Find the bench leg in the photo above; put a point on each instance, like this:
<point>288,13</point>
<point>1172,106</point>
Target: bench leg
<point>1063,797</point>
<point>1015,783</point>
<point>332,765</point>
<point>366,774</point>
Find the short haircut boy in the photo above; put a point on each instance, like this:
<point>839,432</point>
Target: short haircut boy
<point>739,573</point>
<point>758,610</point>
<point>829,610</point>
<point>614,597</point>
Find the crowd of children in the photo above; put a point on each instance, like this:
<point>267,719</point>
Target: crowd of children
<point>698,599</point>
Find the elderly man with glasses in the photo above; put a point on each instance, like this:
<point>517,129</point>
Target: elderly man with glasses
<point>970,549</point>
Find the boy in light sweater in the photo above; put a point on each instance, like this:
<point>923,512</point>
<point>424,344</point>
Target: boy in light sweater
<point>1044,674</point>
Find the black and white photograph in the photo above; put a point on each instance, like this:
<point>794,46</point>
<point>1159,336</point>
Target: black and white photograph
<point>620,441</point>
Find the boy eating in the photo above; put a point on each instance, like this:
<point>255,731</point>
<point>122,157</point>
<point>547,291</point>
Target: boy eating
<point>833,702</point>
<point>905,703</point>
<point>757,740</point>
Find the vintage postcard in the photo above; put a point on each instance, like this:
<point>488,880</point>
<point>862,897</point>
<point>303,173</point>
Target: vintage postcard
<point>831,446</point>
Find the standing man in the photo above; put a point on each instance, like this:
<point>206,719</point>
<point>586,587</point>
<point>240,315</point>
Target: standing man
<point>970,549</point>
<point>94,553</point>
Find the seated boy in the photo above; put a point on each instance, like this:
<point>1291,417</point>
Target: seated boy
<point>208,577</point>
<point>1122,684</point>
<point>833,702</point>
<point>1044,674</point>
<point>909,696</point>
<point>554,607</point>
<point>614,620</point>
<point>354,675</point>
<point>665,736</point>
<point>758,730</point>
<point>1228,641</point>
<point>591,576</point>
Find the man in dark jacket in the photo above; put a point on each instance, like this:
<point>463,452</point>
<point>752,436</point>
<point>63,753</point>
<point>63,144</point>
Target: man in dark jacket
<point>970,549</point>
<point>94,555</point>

Exercise requirements:
Rewrite all of the records above, substituting "mark every instance with a point" for every occurrence of "put a point on each instance" and keeping everything else unchanged.

Result of the task:
Find the bench leg in the photo above; mark every instance with a point, like this:
<point>288,13</point>
<point>1172,106</point>
Target: bench leg
<point>1063,797</point>
<point>1015,783</point>
<point>332,765</point>
<point>366,774</point>
Find the short haircut boy in the photo above; mark every instance with a point, like this:
<point>839,432</point>
Target: short haircut boy
<point>739,573</point>
<point>758,610</point>
<point>829,610</point>
<point>614,597</point>
Find the crowd of children in the photo above; mark every instance with a point, like this:
<point>267,719</point>
Target: crowd of children
<point>698,599</point>
Find the elderly man with glasses in the photo above; mark every instance with a point, like this:
<point>517,129</point>
Target: elderly man with glasses
<point>970,549</point>
Find the boy in light sweater in the photo above; mark every instance with a point, like this:
<point>923,512</point>
<point>424,344</point>
Target: boy in light sweater
<point>1044,674</point>
Find the black and white photograph in the photo above; mark every instance with a point, like this:
<point>794,46</point>
<point>1159,336</point>
Target: black and white photograph
<point>620,441</point>
Find the boy eating in the photo above; mark every instance with a point, like this:
<point>255,731</point>
<point>122,157</point>
<point>547,291</point>
Target: boy eating
<point>833,702</point>
<point>905,703</point>
<point>757,740</point>
Find the vintage postcard in the photo above; mark every instance with a point, like this:
<point>488,880</point>
<point>862,897</point>
<point>303,173</point>
Target: vintage postcard
<point>831,446</point>
Find the standing man in the photo above; mark every instance with a point, like this:
<point>206,719</point>
<point>586,587</point>
<point>240,315</point>
Target: standing man
<point>970,549</point>
<point>94,553</point>
Find the seated boy in the photo above; mark every instance with a point, like this:
<point>1291,417</point>
Target: seated boy
<point>208,577</point>
<point>1122,684</point>
<point>833,702</point>
<point>1044,674</point>
<point>909,696</point>
<point>554,607</point>
<point>614,620</point>
<point>354,675</point>
<point>665,736</point>
<point>758,730</point>
<point>1228,641</point>
<point>591,576</point>
Find the man in dark jacket in the photo above; mark every instance with a point, like this:
<point>463,452</point>
<point>752,436</point>
<point>63,753</point>
<point>63,144</point>
Target: man in dark jacket
<point>970,549</point>
<point>94,555</point>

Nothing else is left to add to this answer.